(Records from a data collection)
▬▬▬▬▬▬

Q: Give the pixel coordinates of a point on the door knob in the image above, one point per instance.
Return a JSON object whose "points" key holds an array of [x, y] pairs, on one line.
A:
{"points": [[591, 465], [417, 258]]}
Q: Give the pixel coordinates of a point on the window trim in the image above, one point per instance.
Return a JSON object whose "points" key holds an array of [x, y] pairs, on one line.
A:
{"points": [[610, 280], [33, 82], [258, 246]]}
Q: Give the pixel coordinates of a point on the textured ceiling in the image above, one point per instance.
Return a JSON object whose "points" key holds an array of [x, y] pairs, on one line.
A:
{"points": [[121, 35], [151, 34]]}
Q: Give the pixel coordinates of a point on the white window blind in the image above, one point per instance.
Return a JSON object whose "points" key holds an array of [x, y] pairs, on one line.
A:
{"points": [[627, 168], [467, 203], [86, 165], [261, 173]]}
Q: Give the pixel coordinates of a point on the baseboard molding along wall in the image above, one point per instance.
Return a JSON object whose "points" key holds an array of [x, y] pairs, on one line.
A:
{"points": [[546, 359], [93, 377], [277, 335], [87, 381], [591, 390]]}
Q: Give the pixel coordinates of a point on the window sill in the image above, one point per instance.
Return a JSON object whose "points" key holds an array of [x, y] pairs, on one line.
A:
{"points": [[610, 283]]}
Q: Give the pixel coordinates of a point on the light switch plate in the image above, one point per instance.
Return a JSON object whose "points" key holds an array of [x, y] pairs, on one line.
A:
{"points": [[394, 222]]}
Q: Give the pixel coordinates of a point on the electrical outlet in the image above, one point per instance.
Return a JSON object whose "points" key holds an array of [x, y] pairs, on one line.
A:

▬▬▬▬▬▬

Would you report every line of the entries above containing the word "instance"?

Q: Give the pixel coordinates of a point on the door knob in the image above, one point per instance.
Q: Give the pixel coordinates of a point on the window trim in the image above, one point per instance.
Q: Give the pixel coordinates of a point on the textured ceiling in the image above, one point per instance.
Q: Give the pixel coordinates of a point on the white window blind in the image above, one point per instance.
Q: Give the pixel coordinates of a point on the baseboard molding along wall in the image above, one point per instance.
Q: Give the pixel coordinates of a point on the window sill in the image above, one point per instance.
Q: Give the pixel coordinates of a point on the light switch plate in the image above, one point per instance.
Q: Give the pixel coordinates of a point on the electrical outlet in the image above, one point per instance.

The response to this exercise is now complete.